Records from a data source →

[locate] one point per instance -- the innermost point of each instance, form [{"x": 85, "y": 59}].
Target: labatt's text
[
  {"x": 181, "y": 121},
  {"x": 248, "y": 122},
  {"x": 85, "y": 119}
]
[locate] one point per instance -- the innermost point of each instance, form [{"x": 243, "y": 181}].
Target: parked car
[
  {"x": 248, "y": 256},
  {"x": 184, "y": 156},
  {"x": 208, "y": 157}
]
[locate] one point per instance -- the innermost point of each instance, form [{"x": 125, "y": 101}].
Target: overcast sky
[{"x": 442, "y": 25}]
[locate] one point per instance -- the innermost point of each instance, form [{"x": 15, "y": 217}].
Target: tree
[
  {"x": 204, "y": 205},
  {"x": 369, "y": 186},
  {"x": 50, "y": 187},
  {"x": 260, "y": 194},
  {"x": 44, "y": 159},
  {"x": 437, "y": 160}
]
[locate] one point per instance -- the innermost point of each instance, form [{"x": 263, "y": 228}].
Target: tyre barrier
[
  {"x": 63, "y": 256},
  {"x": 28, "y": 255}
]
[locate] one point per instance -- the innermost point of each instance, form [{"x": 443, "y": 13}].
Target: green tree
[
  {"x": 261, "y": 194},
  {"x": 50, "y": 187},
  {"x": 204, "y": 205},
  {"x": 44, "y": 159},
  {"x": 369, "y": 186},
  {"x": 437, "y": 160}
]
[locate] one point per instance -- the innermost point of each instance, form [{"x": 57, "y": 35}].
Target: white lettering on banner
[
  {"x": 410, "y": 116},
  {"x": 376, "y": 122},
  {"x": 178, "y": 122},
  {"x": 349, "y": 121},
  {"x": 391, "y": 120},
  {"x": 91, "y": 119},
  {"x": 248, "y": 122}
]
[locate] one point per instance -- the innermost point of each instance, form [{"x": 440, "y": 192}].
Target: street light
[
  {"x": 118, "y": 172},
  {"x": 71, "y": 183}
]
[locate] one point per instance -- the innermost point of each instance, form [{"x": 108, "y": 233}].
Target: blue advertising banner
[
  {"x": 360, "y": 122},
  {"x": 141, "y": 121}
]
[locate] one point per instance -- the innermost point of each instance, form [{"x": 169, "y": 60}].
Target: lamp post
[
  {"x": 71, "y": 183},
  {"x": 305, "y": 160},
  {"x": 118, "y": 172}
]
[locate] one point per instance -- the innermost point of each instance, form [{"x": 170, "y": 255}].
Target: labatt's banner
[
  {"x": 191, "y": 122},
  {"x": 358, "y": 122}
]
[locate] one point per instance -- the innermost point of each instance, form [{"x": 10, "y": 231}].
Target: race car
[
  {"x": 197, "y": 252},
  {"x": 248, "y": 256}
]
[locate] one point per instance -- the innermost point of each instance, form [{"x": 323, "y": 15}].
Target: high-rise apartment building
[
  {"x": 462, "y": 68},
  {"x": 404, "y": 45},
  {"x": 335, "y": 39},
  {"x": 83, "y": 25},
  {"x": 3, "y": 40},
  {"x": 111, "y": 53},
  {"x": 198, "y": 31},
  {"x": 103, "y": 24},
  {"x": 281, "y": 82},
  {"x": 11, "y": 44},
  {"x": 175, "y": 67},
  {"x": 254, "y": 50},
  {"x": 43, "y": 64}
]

DIRECTION →
Locate each line in the items above that contains the word "labatt", and copy those lines.

TASK ANSWER →
Target: labatt's text
Target: labatt's banner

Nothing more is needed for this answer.